SET TASK
Change every "Point out" in the records below to "Mark", and give the records again with nothing else altered.

## Begin EXCERPTED DATA

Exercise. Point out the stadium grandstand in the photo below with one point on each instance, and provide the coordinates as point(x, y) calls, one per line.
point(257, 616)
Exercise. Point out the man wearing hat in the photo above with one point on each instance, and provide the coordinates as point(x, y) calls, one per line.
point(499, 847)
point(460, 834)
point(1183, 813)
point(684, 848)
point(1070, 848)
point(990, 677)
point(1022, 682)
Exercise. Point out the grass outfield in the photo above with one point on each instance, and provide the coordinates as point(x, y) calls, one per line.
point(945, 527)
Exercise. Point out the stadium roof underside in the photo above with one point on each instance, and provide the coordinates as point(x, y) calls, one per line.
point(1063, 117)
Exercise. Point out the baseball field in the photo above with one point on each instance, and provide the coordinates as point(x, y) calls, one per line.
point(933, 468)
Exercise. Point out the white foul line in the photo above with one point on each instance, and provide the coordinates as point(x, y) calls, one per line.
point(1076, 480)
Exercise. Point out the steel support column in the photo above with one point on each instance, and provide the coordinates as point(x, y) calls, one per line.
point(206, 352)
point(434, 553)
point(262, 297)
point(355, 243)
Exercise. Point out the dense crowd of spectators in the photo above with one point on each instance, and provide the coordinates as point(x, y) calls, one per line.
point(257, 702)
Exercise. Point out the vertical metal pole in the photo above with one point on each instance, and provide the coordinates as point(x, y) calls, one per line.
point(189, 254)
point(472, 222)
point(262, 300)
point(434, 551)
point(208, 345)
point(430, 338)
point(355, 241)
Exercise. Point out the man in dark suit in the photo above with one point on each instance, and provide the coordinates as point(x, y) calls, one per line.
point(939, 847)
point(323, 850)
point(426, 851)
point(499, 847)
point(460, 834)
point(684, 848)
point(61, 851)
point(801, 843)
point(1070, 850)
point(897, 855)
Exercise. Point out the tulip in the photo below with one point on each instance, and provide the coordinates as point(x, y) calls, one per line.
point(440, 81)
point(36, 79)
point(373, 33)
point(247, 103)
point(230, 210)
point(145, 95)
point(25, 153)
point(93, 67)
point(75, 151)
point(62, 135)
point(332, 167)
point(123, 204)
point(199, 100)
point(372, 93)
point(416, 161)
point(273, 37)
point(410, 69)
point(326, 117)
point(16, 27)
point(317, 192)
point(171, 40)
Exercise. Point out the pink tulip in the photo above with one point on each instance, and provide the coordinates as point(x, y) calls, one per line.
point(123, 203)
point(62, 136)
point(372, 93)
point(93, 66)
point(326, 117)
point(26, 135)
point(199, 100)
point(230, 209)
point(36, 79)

## End EXCERPTED DATA

REPLY
Exercise. Mark the stadium grandstand in the photo below with one point on each instance, and provide the coordinates as point(x, y) calls, one per line.
point(257, 616)
Exercise. Mark the man wearing hat in the photo above with one point on each instance, and provide the coordinates as point(x, y) calls, one per line.
point(499, 847)
point(460, 834)
point(1183, 813)
point(684, 848)
point(1070, 848)
point(990, 677)
point(1022, 682)
Exercise. Mark the grass outfield in the photo above with one point on each instance, and provide the coordinates as point(x, y) calls, one per line.
point(945, 527)
Exercise. Mark the stadium roof underside in the photo above with one point on each instance, and provide the coordinates as point(x, y) calls, one per line.
point(1063, 117)
Exercise. Mark the baseball field in the photo above with one point on each instance, and provide the coordinates as point(x, y) calls, one per line.
point(933, 468)
Exercise. Mark the white foul line in the photo above with one point on each instance, and provide the coordinates as point(x, y) calls, one per line.
point(1076, 480)
Exercise. Mark the steel support column in the photo above with one point on each instance, and provide the coordinates as point(x, y) calls, one per line.
point(206, 352)
point(434, 553)
point(262, 297)
point(355, 243)
Exercise. Mark the dense crowd of spectators in the photo above with one point on each instance, and provide the coordinates as point(x, y) calls, one per line.
point(257, 702)
Exercise. Mark the vertical metal pole in the photo above with one point on each instance, and provide the coordinates as point(x, y) calls, one per line.
point(189, 254)
point(472, 222)
point(262, 300)
point(434, 551)
point(208, 345)
point(430, 338)
point(355, 241)
Exercise. Mark the man in dark suit in the photo above with one point on each instance, and provide the coordinates as point(x, y) calls, one per line.
point(939, 847)
point(323, 850)
point(426, 851)
point(499, 847)
point(460, 834)
point(684, 848)
point(61, 851)
point(801, 843)
point(1070, 850)
point(897, 855)
Exercise. Mark the tulip in the photo below with one point on each instance, and provide the coordinates as point(x, y) calls, one per line.
point(440, 81)
point(36, 79)
point(373, 33)
point(247, 103)
point(230, 210)
point(145, 95)
point(25, 153)
point(93, 67)
point(75, 151)
point(62, 135)
point(332, 167)
point(123, 204)
point(199, 100)
point(372, 93)
point(416, 161)
point(273, 37)
point(410, 69)
point(326, 117)
point(16, 27)
point(317, 192)
point(171, 40)
Exercise. Mark the pink tulip in the photo above with one point on each instance, and provide the coordinates as point(x, y) calls, one per line.
point(123, 203)
point(62, 136)
point(372, 93)
point(93, 66)
point(326, 117)
point(26, 135)
point(199, 100)
point(230, 209)
point(36, 79)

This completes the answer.